Raw records:
——
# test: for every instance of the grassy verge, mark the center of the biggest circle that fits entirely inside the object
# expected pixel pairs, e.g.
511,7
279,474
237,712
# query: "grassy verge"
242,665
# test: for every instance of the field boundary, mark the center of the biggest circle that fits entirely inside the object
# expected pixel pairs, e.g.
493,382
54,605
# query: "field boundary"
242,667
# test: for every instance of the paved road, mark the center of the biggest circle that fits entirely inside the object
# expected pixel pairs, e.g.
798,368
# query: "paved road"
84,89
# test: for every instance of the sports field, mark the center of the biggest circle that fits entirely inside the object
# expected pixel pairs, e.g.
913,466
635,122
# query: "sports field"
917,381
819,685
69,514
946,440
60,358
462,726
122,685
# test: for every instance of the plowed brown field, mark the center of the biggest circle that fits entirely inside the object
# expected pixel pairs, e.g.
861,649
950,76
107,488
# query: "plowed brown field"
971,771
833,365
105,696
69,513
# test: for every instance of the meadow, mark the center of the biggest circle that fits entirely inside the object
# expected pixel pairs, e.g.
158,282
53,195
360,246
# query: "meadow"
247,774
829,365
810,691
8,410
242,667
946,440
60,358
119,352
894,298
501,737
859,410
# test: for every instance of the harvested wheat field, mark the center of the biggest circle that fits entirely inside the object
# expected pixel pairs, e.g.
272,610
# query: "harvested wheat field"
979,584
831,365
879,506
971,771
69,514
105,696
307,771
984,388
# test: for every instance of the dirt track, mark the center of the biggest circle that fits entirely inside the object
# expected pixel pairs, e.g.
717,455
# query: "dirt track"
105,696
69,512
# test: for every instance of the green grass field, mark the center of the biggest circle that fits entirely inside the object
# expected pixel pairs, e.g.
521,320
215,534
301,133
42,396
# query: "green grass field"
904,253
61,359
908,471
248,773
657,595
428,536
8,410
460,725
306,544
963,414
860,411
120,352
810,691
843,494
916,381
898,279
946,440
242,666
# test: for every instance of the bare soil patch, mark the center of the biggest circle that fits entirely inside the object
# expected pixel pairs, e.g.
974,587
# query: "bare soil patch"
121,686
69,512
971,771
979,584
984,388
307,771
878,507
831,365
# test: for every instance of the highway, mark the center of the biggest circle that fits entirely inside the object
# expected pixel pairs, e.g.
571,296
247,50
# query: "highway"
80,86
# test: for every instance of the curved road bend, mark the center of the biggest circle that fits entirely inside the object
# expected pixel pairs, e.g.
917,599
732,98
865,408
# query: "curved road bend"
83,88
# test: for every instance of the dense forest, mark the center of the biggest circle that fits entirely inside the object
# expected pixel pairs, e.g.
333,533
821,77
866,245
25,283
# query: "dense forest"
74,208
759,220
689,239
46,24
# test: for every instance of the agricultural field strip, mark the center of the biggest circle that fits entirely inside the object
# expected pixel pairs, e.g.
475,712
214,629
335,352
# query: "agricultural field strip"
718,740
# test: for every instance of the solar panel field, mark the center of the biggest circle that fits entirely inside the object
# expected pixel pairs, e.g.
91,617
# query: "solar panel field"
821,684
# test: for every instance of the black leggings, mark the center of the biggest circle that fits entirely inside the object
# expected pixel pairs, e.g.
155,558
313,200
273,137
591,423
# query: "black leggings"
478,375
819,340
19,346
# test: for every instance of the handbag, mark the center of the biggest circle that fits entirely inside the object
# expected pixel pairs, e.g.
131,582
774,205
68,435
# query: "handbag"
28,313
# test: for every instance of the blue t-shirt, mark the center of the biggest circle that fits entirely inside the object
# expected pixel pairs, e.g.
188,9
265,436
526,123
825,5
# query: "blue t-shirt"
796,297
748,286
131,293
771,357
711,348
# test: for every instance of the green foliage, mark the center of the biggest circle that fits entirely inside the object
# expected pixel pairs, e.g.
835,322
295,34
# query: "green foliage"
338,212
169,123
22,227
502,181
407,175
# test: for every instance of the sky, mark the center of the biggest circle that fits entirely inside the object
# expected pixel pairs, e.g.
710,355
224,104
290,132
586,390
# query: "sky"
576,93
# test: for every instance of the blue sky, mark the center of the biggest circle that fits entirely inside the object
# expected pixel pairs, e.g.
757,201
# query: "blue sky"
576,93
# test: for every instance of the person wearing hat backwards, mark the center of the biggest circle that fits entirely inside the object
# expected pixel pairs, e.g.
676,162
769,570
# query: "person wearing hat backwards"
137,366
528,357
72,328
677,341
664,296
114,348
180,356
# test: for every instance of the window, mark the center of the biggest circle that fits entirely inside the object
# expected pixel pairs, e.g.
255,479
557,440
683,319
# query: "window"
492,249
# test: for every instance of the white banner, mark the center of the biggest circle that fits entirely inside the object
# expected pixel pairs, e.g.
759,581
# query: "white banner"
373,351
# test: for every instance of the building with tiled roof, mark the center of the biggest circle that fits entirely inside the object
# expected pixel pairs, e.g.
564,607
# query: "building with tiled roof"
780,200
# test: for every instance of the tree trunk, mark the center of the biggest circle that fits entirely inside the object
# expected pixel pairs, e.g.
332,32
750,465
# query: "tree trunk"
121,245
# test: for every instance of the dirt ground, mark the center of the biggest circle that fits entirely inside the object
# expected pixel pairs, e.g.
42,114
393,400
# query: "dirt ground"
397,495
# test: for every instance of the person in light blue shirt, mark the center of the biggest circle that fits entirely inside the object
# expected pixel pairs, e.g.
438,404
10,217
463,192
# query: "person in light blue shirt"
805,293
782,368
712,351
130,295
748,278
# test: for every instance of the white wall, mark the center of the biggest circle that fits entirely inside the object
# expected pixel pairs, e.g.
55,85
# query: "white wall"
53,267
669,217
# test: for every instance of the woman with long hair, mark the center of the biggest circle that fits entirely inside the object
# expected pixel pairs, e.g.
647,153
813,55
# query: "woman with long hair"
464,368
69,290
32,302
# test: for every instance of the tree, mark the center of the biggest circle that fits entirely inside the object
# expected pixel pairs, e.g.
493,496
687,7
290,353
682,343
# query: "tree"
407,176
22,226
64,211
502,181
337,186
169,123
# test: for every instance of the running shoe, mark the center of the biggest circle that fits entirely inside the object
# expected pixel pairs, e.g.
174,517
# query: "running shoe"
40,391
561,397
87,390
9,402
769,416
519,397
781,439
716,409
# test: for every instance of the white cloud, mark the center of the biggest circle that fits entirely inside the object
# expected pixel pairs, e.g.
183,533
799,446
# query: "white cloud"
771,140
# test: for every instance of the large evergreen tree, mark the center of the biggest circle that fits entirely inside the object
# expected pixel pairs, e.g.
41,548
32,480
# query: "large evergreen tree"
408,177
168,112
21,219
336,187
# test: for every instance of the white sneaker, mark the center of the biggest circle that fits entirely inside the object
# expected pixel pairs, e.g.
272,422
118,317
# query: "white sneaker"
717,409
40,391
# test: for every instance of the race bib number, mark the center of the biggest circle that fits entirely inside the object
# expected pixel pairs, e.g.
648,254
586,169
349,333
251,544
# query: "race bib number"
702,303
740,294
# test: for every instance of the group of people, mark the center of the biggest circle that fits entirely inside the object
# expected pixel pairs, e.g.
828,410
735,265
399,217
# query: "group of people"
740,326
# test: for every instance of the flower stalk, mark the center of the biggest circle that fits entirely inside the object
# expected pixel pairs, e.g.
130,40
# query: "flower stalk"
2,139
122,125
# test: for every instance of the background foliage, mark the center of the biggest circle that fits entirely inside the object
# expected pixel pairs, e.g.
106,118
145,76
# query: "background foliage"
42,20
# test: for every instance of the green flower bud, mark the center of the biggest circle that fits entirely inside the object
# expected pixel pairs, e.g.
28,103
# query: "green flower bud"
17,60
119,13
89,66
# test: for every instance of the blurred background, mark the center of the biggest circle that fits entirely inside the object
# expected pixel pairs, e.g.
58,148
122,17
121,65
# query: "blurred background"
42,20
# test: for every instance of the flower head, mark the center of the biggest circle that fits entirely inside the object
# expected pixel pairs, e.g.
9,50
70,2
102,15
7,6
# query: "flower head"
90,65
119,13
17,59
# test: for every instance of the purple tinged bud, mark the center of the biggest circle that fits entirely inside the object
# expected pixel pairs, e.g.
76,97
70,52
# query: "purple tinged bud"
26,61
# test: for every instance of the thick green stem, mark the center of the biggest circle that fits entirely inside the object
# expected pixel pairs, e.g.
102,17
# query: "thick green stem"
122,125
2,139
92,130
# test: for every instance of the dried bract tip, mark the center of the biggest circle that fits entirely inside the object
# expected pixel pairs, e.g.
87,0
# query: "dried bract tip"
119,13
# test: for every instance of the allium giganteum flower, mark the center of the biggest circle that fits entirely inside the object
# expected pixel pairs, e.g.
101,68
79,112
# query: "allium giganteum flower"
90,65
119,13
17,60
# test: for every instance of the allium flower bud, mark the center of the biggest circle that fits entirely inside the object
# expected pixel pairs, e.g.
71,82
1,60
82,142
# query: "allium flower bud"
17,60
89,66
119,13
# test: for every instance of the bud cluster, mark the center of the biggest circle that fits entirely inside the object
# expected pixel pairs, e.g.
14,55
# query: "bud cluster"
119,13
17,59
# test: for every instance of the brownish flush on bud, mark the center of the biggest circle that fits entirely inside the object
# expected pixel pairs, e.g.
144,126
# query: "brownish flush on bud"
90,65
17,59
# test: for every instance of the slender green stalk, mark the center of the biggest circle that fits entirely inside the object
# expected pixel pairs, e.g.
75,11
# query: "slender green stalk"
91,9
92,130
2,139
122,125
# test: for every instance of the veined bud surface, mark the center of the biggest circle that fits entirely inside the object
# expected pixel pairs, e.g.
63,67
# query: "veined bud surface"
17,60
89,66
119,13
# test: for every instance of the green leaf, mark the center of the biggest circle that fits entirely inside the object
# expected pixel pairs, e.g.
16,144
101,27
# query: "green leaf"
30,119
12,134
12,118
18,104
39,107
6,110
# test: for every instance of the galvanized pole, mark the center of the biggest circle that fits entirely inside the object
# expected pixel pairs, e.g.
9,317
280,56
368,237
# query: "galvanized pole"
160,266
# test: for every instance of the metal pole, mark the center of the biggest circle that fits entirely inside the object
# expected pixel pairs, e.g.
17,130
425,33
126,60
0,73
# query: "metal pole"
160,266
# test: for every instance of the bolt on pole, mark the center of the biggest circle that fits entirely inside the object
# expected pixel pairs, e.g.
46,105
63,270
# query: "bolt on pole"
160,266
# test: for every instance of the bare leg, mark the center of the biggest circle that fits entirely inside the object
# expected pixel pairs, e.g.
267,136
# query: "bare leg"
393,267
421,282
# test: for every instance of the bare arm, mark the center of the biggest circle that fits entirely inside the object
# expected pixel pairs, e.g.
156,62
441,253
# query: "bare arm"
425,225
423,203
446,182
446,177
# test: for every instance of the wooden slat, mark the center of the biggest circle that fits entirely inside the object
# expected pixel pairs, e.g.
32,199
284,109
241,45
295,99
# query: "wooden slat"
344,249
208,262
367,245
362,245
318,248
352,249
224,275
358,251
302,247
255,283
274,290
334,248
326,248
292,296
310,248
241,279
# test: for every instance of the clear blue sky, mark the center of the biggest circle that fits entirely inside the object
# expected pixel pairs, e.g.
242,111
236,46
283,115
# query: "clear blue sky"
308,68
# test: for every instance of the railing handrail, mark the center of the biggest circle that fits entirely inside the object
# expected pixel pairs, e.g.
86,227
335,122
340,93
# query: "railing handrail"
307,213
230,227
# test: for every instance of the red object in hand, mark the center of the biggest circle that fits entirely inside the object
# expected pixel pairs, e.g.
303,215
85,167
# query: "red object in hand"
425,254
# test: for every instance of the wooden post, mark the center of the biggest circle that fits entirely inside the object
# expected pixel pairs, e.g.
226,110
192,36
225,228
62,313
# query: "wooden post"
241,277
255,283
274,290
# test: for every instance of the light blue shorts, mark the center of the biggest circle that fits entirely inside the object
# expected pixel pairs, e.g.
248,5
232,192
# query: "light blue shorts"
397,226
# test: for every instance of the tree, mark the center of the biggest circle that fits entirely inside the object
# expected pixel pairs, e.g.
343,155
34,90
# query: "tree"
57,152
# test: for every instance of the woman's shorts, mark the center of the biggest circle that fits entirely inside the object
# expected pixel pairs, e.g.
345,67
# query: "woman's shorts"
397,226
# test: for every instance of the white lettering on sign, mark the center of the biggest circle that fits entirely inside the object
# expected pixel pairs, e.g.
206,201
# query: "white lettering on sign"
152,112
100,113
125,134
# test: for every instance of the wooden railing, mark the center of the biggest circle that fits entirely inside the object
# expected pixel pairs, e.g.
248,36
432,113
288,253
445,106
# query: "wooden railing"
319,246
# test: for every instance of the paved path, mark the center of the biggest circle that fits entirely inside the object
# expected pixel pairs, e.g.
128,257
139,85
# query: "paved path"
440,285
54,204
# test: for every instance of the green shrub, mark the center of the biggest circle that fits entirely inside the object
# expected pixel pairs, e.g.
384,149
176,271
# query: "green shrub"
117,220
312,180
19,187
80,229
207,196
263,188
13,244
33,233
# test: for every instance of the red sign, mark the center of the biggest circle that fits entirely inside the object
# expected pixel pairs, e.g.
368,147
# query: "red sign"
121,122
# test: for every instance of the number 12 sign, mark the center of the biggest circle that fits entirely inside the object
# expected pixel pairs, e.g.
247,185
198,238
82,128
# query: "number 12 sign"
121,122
——
__TASK GOAL__
Set down nothing but the lines from the one with "# test: for every instance of the woman's" through the end of the records, keeping each line exactly as written and including both ends.

__EXPECTED OUTPUT__
# test: for every instance of the woman's shorts, mark the center of the biggest circle that fits entirely inside the object
# expected pixel pairs, e.g.
345,67
# query: "woman's shorts"
397,226
# test: for every instance of the white lettering on sign, mark the center of the biggest circle that fits entirely inside the object
# expected pixel pairs, e.g.
206,201
# query: "white lettering on sign"
152,112
100,113
125,134
# test: for every instance of the wooden railing, mark the center of the biggest circle that fits entirely inside the object
# expected pixel pairs, e.g.
248,36
432,113
288,253
445,106
# query: "wooden railing"
319,246
# test: for every instance of the paved path, mark the center of the biggest circle that fits entirely inside the object
# expected pixel pairs, e.g.
128,257
139,85
# query: "paved path"
440,285
54,204
# test: for every instance of the green shrub, mark the center of the biggest circle that fits entirely inside the object
# expected pixel pairs, e.g.
384,149
176,271
# query: "green shrub"
117,220
312,180
19,187
80,229
207,196
263,188
13,244
33,233
# test: for every instance of the red sign, mark the center of the biggest circle that fits entirely inside the object
# expected pixel pairs, e.g.
368,147
# query: "red sign"
121,122
# test: for every instance of the number 12 sign, mark the center of the biggest circle that fits entirely inside the object
# expected pixel pairs, e.g.
247,185
198,238
82,128
# query: "number 12 sign"
121,122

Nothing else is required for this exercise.